Continue the lesson on ring buffers below, starting right after its last line.
::: Given text :::
Lesson 12: Ring Buffers — Fixed-size queues for real-time systems -

The ring buffer is the data structure that makes real-time systems possible. Audio processing, network packet capture, kernel I/O buffers, metrics collection — anywhere you have a producer and a consumer that need to exchange data with zero allocation and bounded latency, you’ll find a ring buffer.

It’s also one of the most elegant structures in systems programming: a fixed-size array, two indices, and one invariant. Let me show you how it works and why it appears everywhere from Linux kernel drivers to Disruptor (the LMAX exchange’s million-transactions-per-second queue).

How It Actually Works

A ring buffer (circular buffer) is a fixed-size array where write and read positions wrap around when they reach the end. Think of it as a clock face — after position 11 comes position 0 again.

Two indices: head (next write position) and tail (next read position). When they’re equal, the buffer is empty. When (head + 1) % size == tail, the buffer is full.

package main

import (
    "errors"
    "fmt"
)

type RingBuffer[T any] struct {
    data []T
    head int // next write position
    tail int // next read position
    size int
    full bool
}

func NewRingBuffer[T any](capacity int) *RingBuffer[T] {
    return &RingBuffer[T]{
        data: make([]T, capacity),
        size: capacity,
    }
}

func (rb *RingBuffer[T]) Push(val T) error {
    if rb.full {
        return errors.New("buffer full")
    }
    rb.data[rb.head] = val
    rb.head = (rb.head + 1) % rb.size
    rb.full = rb.head == rb.tail
    return nil
}

func (rb *RingBuffer[T]) Pop() (T, error) {
    var zero T
    if rb.IsEmpty() {
        return zero, errors.New("buffer empty")
::: Dataset entries :::
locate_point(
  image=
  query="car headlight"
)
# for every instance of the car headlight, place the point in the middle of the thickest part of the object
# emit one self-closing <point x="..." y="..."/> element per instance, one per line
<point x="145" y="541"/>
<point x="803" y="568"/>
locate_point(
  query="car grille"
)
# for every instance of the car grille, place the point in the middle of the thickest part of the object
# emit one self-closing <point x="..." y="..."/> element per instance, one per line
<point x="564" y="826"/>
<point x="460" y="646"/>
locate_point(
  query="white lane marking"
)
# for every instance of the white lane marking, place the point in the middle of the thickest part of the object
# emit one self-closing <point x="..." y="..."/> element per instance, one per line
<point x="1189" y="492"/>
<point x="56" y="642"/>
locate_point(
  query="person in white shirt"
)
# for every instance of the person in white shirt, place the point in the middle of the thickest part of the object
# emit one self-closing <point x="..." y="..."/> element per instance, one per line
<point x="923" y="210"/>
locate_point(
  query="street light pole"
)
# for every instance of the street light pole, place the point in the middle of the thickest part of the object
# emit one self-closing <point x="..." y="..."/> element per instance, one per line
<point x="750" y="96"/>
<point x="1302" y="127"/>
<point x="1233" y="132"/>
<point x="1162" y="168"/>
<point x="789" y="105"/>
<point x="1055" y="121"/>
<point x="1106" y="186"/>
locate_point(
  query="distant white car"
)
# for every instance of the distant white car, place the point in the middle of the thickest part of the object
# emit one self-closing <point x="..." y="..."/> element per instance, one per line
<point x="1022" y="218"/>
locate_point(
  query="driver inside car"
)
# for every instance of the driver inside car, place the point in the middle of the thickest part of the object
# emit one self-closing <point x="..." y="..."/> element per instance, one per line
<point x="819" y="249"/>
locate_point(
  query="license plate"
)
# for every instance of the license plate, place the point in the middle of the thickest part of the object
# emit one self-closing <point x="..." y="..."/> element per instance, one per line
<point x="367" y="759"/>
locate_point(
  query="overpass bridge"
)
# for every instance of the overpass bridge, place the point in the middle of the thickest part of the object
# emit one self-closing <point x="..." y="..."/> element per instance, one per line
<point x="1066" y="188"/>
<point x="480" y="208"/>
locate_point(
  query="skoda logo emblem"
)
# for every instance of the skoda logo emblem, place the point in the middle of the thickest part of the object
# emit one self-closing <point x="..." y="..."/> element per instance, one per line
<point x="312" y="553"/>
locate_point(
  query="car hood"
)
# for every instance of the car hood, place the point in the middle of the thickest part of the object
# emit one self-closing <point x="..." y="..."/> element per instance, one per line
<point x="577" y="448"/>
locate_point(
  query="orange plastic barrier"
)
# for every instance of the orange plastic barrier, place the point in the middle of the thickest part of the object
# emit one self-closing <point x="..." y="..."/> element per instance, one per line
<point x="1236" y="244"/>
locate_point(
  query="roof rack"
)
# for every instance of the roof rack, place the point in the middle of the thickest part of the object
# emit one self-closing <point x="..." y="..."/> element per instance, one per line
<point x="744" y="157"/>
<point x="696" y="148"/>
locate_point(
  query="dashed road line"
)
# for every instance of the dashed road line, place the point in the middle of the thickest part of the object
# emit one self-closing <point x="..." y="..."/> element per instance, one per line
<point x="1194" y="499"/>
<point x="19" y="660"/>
:::
• _Response to the exercise_:
    }
    val := rb.data[rb.tail]
    rb.tail = (rb.tail + 1) % rb.size
    rb.full = false
    return val, nil
}

func (rb *RingBuffer[T]) IsEmpty() bool {
    return !rb.full && rb.head == rb.tail
}

func (rb *RingBuffer[T]) Len() int {
    if rb.full {
        return rb.size
    }
    if rb.head >= rb.tail {
        return rb.head - rb.tail
    }
    return rb.size - rb.tail + rb.head
}

func main() {
    rb := NewRingBuffer[int](4)

    rb.Push(1); rb.Push(2); rb.Push(3); rb.Push(4)
    fmt.Println("Full:", rb.full)

    v, _ := rb.Pop()
    fmt.Println("Popped:", v) // 1 — FIFO order

    rb.Push(5) // wraps around to position 0
    fmt.Println("Length:", rb.Len())

    for !rb.IsEmpty() {
        v, _ := rb.Pop()
        fmt.Printf("%d ", v)
    }
    // 2 3 4 5
}

The critical property: both Push and Pop are O(1) with zero allocation. There’s no dynamic resizing, no copying, no GC pressure. The same backing array is reused forever.

When to Use It

Use a ring buffer when:

You need a bounded FIFO queue with no allocation overhead
You have a real-time constraint (audio processing, network capture, metrics)
Producer and consumer run at different speeds and you want to absorb bursts
You want to drop old data when the buffer fills (sliding window over a stream)
You need lock-free SPSC (single-producer, single-consumer) communication between goroutines

Don’t use a ring buffer when:

The queue size is truly unbounded (use a dynamic queue or channel)
You need random access by index (use a slice)
You need ordered iteration without consuming (use a deque)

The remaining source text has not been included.